- Problem to work on
Select every line of the data below that contains the word "gets", and copy each of those lines in full.

Records excerpted from a collection
################

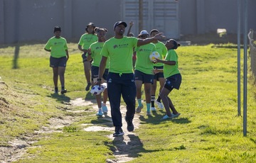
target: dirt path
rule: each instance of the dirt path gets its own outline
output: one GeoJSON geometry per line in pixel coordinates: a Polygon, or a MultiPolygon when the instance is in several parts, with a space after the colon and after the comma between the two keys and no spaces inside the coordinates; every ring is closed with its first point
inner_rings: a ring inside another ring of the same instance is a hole
{"type": "MultiPolygon", "coordinates": [[[[77,99],[74,101],[70,101],[71,105],[74,106],[85,106],[90,105],[94,103],[92,107],[95,110],[95,113],[97,111],[97,106],[95,104],[96,102],[85,102],[82,99],[77,99]]],[[[108,113],[105,118],[110,120],[110,123],[112,125],[111,115],[110,115],[110,103],[107,103],[107,106],[108,108],[108,113]]],[[[122,129],[124,132],[124,135],[121,137],[113,137],[112,134],[110,135],[107,135],[110,139],[112,140],[113,145],[115,146],[115,150],[113,151],[116,159],[114,160],[108,159],[107,162],[126,162],[130,161],[134,159],[134,154],[132,150],[134,147],[137,147],[138,145],[142,145],[142,142],[139,139],[136,138],[137,136],[135,133],[132,132],[129,132],[127,130],[127,125],[124,120],[124,116],[126,112],[126,107],[124,106],[121,106],[121,113],[122,116],[122,129]]],[[[139,126],[139,116],[135,114],[134,118],[133,120],[133,123],[134,125],[134,130],[137,130],[139,126]]],[[[107,127],[101,127],[101,126],[95,126],[93,124],[83,124],[85,125],[84,130],[86,131],[99,131],[99,130],[110,130],[114,132],[114,127],[107,128],[107,127]],[[87,125],[90,125],[87,127],[87,125]]]]}
{"type": "MultiPolygon", "coordinates": [[[[69,108],[71,109],[68,110],[67,111],[70,111],[73,113],[82,112],[85,111],[72,111],[72,106],[92,106],[95,110],[95,113],[97,111],[97,106],[96,101],[85,101],[82,98],[78,98],[75,100],[71,100],[69,103],[67,103],[69,106],[69,108]],[[70,107],[71,106],[71,107],[70,107]]],[[[102,118],[107,118],[109,120],[109,125],[112,126],[112,122],[110,115],[110,106],[109,103],[107,103],[108,108],[108,114],[106,117],[102,118]]],[[[128,132],[127,130],[127,123],[124,120],[124,116],[126,112],[126,108],[124,106],[121,106],[121,113],[122,114],[122,122],[123,127],[122,129],[124,132],[124,135],[121,137],[114,137],[112,134],[110,135],[106,135],[110,139],[112,140],[113,145],[115,147],[115,149],[113,150],[113,153],[116,157],[116,159],[107,159],[107,162],[126,162],[133,159],[136,156],[134,154],[134,149],[138,146],[142,147],[142,142],[138,137],[132,132],[128,132]]],[[[36,130],[34,133],[34,135],[23,137],[22,140],[16,139],[9,142],[7,147],[0,147],[0,162],[1,163],[7,163],[17,161],[19,159],[23,157],[23,155],[26,152],[26,147],[29,147],[31,145],[35,142],[34,140],[38,140],[38,137],[41,137],[42,133],[53,133],[53,132],[62,132],[58,128],[63,128],[65,125],[69,125],[74,123],[75,120],[75,117],[72,116],[65,116],[62,117],[62,118],[53,118],[49,120],[49,126],[43,127],[39,130],[36,130]]],[[[134,130],[137,130],[139,125],[139,116],[135,115],[134,118],[134,130]]],[[[94,125],[94,124],[82,124],[84,126],[84,130],[86,131],[100,131],[100,130],[109,130],[112,131],[114,133],[114,128],[111,127],[101,127],[97,125],[94,125]]]]}

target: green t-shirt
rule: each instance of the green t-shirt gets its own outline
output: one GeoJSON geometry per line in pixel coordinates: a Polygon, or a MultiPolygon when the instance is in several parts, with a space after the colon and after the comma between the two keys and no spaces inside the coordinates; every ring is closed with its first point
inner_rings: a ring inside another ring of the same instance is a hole
{"type": "Polygon", "coordinates": [[[67,40],[64,38],[56,38],[54,36],[48,40],[44,48],[50,50],[50,56],[53,57],[65,57],[65,50],[68,50],[67,40]]]}
{"type": "MultiPolygon", "coordinates": [[[[157,43],[154,43],[154,45],[156,45],[156,52],[158,52],[160,55],[159,59],[163,60],[167,53],[166,47],[165,46],[165,45],[163,43],[161,43],[160,41],[158,41],[157,43]]],[[[154,64],[154,66],[156,66],[156,67],[160,67],[160,66],[163,66],[163,65],[164,65],[163,63],[154,64]]]]}
{"type": "Polygon", "coordinates": [[[146,44],[136,48],[137,60],[135,69],[146,74],[152,74],[153,62],[149,60],[149,55],[156,51],[156,46],[153,43],[146,44]]]}
{"type": "MultiPolygon", "coordinates": [[[[102,56],[100,55],[100,52],[102,49],[104,42],[95,42],[92,43],[90,48],[91,48],[92,58],[93,61],[92,62],[92,66],[100,67],[100,61],[102,56]]],[[[110,67],[109,62],[107,61],[106,68],[110,67]]]]}
{"type": "Polygon", "coordinates": [[[120,39],[112,38],[105,42],[100,54],[110,60],[109,72],[133,72],[133,47],[137,46],[137,38],[127,36],[120,39]]]}
{"type": "Polygon", "coordinates": [[[85,33],[81,36],[78,45],[82,46],[82,49],[87,50],[90,45],[97,41],[97,40],[98,39],[96,35],[85,33]]]}
{"type": "Polygon", "coordinates": [[[174,74],[179,74],[178,63],[178,55],[174,50],[168,50],[167,55],[164,59],[165,60],[175,61],[175,65],[164,64],[164,78],[169,77],[174,74]]]}

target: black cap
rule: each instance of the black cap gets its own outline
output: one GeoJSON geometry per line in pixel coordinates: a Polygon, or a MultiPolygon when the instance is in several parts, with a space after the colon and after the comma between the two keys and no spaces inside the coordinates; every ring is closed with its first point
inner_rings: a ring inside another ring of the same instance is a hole
{"type": "Polygon", "coordinates": [[[151,35],[152,34],[152,32],[158,32],[158,33],[159,33],[159,31],[157,30],[157,29],[152,29],[151,31],[150,31],[150,35],[151,35]]]}
{"type": "Polygon", "coordinates": [[[56,32],[56,31],[60,31],[61,32],[61,28],[59,26],[55,26],[54,27],[54,30],[53,33],[56,32]]]}
{"type": "Polygon", "coordinates": [[[120,25],[120,24],[123,24],[124,26],[124,27],[126,28],[127,26],[127,24],[124,22],[124,21],[117,21],[114,24],[114,30],[115,29],[115,28],[120,25]]]}
{"type": "Polygon", "coordinates": [[[93,23],[89,23],[86,26],[87,26],[87,26],[93,26],[93,27],[95,27],[95,26],[94,25],[93,23]]]}
{"type": "Polygon", "coordinates": [[[179,43],[178,43],[176,40],[175,40],[174,39],[170,39],[170,41],[171,40],[174,42],[174,47],[173,49],[177,49],[178,47],[181,46],[181,44],[179,43]]]}

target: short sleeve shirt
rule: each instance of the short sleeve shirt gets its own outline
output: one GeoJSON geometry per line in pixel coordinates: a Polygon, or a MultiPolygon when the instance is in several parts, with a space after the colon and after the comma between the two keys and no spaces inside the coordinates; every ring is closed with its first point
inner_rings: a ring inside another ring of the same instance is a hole
{"type": "MultiPolygon", "coordinates": [[[[166,47],[165,46],[165,45],[163,43],[161,43],[160,41],[158,41],[157,43],[155,43],[154,45],[156,45],[156,52],[158,52],[160,55],[159,59],[163,60],[167,54],[166,47]]],[[[154,66],[156,66],[156,67],[161,67],[163,65],[164,65],[163,63],[154,64],[154,66]]]]}
{"type": "Polygon", "coordinates": [[[110,72],[133,72],[133,47],[137,42],[137,38],[124,36],[120,39],[112,38],[105,43],[101,55],[110,60],[110,72]]]}
{"type": "MultiPolygon", "coordinates": [[[[104,42],[95,42],[90,46],[90,48],[91,48],[91,56],[93,59],[92,62],[92,66],[100,67],[100,61],[102,57],[102,56],[100,55],[100,52],[102,49],[103,45],[104,42]]],[[[106,68],[108,69],[109,67],[109,62],[107,62],[106,68]]]]}
{"type": "Polygon", "coordinates": [[[168,61],[175,61],[175,65],[164,64],[164,78],[168,78],[174,74],[179,74],[178,62],[177,53],[174,50],[168,50],[168,53],[164,59],[168,61]]]}
{"type": "Polygon", "coordinates": [[[67,40],[64,38],[56,38],[55,36],[50,38],[45,45],[46,50],[50,50],[50,56],[60,58],[66,56],[68,50],[67,40]]]}
{"type": "Polygon", "coordinates": [[[137,47],[135,69],[147,74],[152,74],[153,62],[150,61],[149,55],[154,51],[156,46],[153,43],[137,47]]]}

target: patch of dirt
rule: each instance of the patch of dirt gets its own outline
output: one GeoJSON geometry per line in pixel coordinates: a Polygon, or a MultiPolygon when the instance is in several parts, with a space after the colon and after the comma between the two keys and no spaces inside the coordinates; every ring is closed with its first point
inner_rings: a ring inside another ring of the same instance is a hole
{"type": "MultiPolygon", "coordinates": [[[[71,100],[69,103],[67,103],[67,105],[71,106],[92,106],[95,111],[95,113],[97,111],[96,101],[85,101],[82,98],[71,100]]],[[[108,108],[108,114],[106,115],[105,117],[102,117],[102,118],[106,118],[108,120],[106,122],[106,123],[108,123],[107,126],[111,126],[112,125],[112,121],[110,115],[110,106],[109,103],[107,103],[107,106],[108,108]]],[[[70,109],[67,110],[66,111],[80,113],[85,111],[73,111],[72,109],[70,109]]],[[[124,120],[125,112],[126,107],[121,106],[121,113],[122,115],[123,123],[122,129],[124,132],[124,135],[116,137],[114,137],[112,134],[106,135],[107,137],[112,140],[112,144],[114,146],[114,149],[113,149],[113,153],[116,157],[116,159],[107,159],[106,161],[107,162],[126,162],[132,160],[135,157],[137,157],[137,154],[134,154],[134,152],[132,149],[134,149],[134,147],[139,148],[142,147],[142,143],[136,134],[132,132],[128,132],[127,130],[127,123],[124,120]]],[[[75,122],[75,117],[70,116],[50,118],[48,120],[48,125],[42,127],[39,130],[36,130],[34,132],[34,135],[26,135],[25,137],[23,137],[22,140],[14,140],[13,141],[9,142],[8,145],[0,147],[0,162],[12,162],[21,159],[23,155],[26,152],[26,147],[31,147],[33,142],[36,142],[34,140],[38,140],[38,137],[41,137],[43,133],[62,132],[62,130],[59,130],[60,128],[71,125],[75,122]]],[[[139,119],[138,115],[134,115],[133,123],[134,125],[134,130],[137,130],[139,126],[139,119]]],[[[99,124],[97,124],[97,125],[95,125],[95,124],[82,124],[82,125],[85,126],[84,130],[85,131],[97,132],[100,130],[107,130],[112,131],[113,133],[114,132],[114,126],[110,128],[102,127],[100,126],[99,124]]]]}

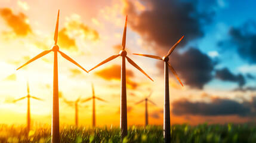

################

- The completed task
rule: each instance of the dirt path gets its own outline
rule: each instance of the green t-shirt gets its own outline
rule: each instance of the black cap gets its own outline
rule: each instance of the short sleeve shirt gets its own outline
rule: each instance of the patch of dirt gets its own outline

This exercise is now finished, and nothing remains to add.